(Dataset entries)

— START —

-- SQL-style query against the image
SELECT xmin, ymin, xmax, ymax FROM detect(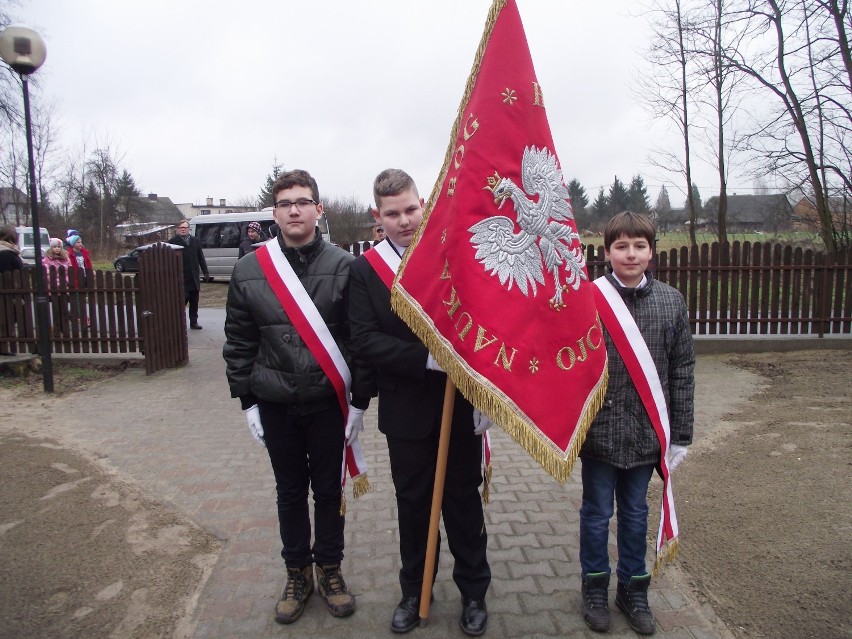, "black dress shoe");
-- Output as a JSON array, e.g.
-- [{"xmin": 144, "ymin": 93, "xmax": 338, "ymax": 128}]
[
  {"xmin": 391, "ymin": 597, "xmax": 420, "ymax": 634},
  {"xmin": 459, "ymin": 599, "xmax": 488, "ymax": 637}
]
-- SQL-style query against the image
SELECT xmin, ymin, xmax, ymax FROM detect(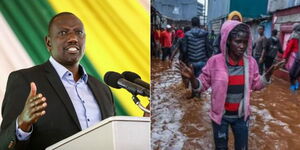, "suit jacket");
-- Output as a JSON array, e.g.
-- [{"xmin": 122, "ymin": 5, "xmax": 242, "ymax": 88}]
[{"xmin": 0, "ymin": 61, "xmax": 115, "ymax": 150}]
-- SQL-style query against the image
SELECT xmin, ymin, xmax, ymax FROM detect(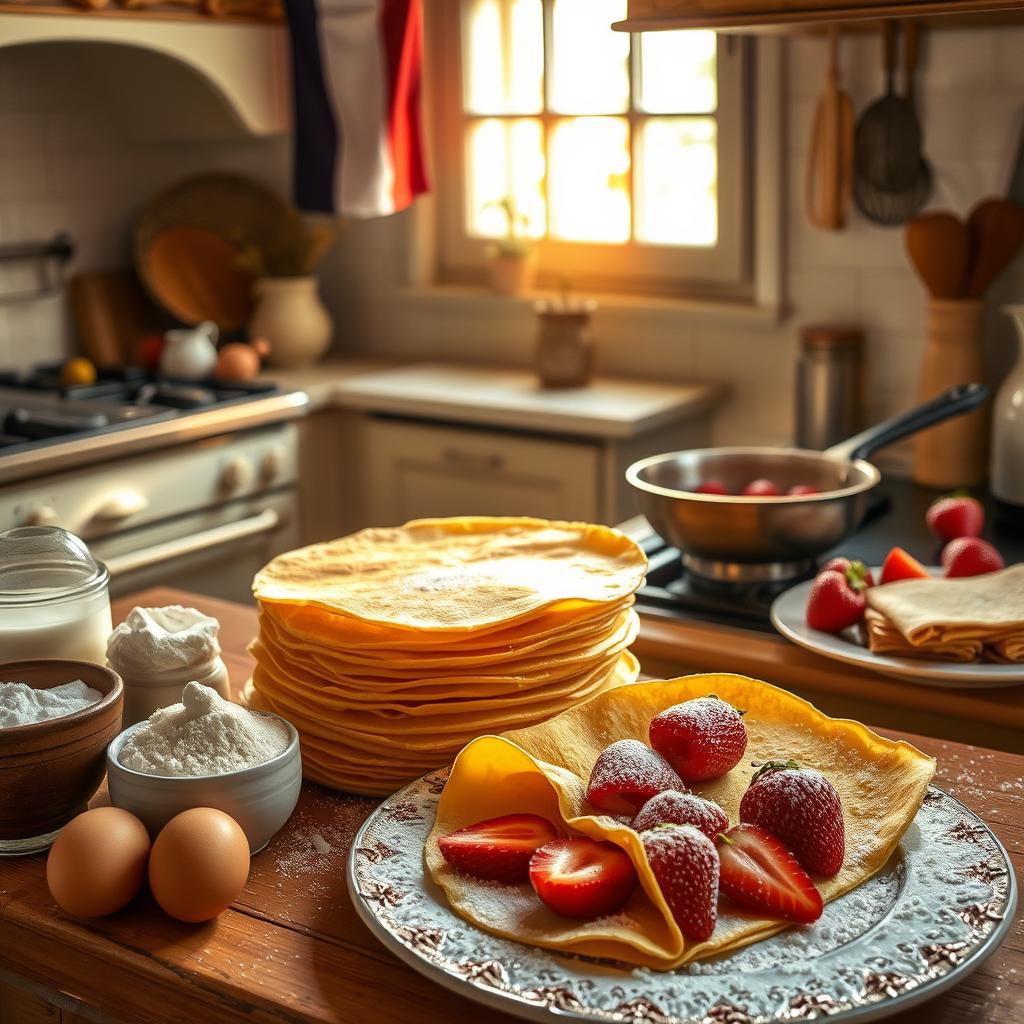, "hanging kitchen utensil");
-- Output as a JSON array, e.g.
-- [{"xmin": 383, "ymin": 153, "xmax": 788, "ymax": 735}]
[
  {"xmin": 854, "ymin": 22, "xmax": 921, "ymax": 193},
  {"xmin": 903, "ymin": 212, "xmax": 971, "ymax": 299},
  {"xmin": 805, "ymin": 25, "xmax": 853, "ymax": 231},
  {"xmin": 967, "ymin": 198, "xmax": 1024, "ymax": 298}
]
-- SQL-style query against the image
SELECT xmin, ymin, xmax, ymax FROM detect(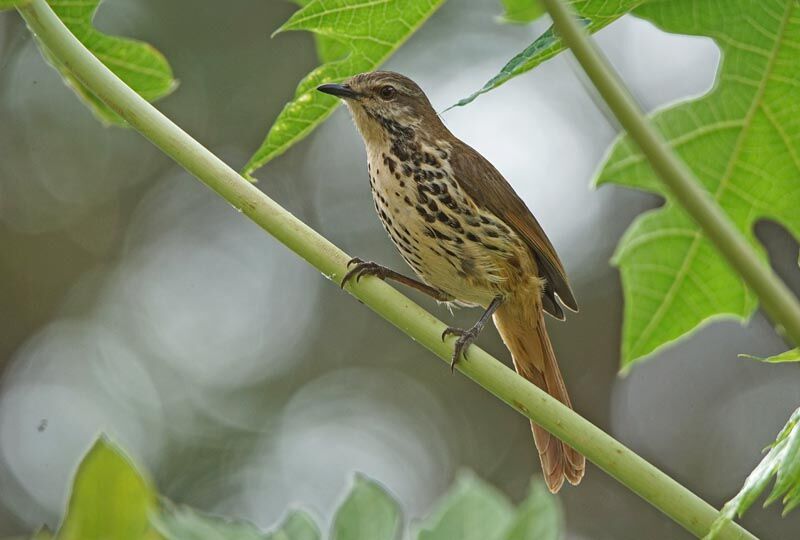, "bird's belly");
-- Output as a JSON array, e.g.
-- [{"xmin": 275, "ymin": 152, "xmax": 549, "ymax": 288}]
[{"xmin": 370, "ymin": 151, "xmax": 536, "ymax": 306}]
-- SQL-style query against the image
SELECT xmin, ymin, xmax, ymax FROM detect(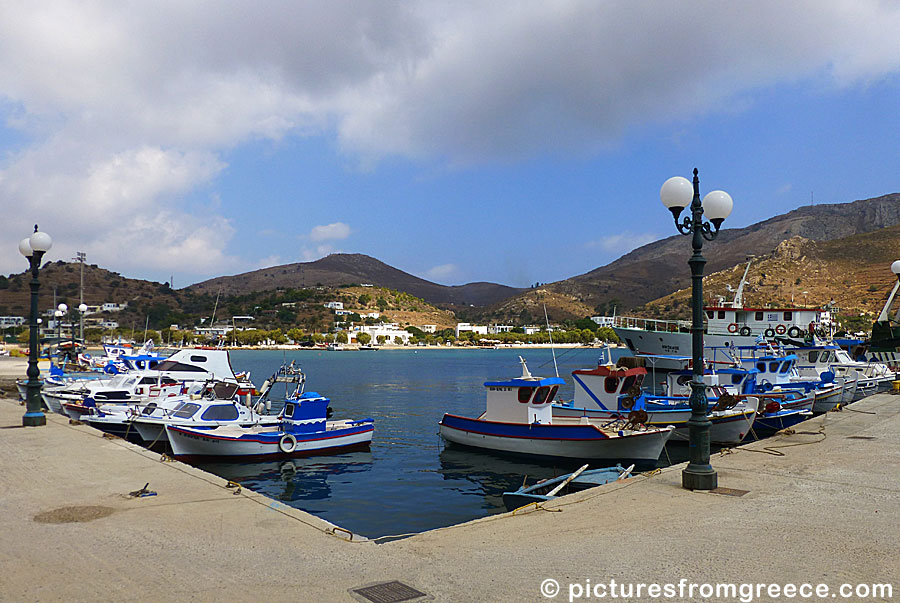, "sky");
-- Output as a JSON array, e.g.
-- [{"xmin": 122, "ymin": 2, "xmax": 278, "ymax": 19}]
[{"xmin": 0, "ymin": 0, "xmax": 900, "ymax": 288}]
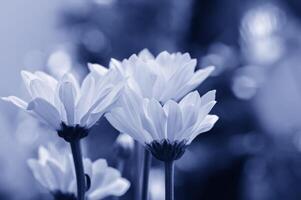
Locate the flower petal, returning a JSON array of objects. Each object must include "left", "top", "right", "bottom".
[
  {"left": 1, "top": 96, "right": 28, "bottom": 110},
  {"left": 88, "top": 63, "right": 108, "bottom": 76},
  {"left": 27, "top": 98, "right": 61, "bottom": 130},
  {"left": 164, "top": 100, "right": 183, "bottom": 141},
  {"left": 188, "top": 115, "right": 219, "bottom": 144}
]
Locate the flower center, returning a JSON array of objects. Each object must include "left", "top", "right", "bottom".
[
  {"left": 146, "top": 139, "right": 187, "bottom": 161},
  {"left": 57, "top": 122, "right": 89, "bottom": 142},
  {"left": 53, "top": 191, "right": 76, "bottom": 200}
]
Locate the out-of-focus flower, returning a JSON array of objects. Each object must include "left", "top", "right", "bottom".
[
  {"left": 28, "top": 145, "right": 130, "bottom": 200},
  {"left": 106, "top": 88, "right": 218, "bottom": 160},
  {"left": 2, "top": 70, "right": 124, "bottom": 140},
  {"left": 89, "top": 49, "right": 214, "bottom": 103},
  {"left": 116, "top": 133, "right": 135, "bottom": 159}
]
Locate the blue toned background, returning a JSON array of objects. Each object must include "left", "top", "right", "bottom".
[{"left": 0, "top": 0, "right": 301, "bottom": 200}]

— END —

Task brief: Rewrite the stretch from the line containing "Locate the blue" through the end of the listing, swapping "blue toned background" for "pale blue backdrop" and leaving everything else unchanged.

Written solution:
Locate the pale blue backdrop, returning a JSON array of objects. Each object must include "left", "top", "right", "bottom".
[{"left": 0, "top": 0, "right": 301, "bottom": 200}]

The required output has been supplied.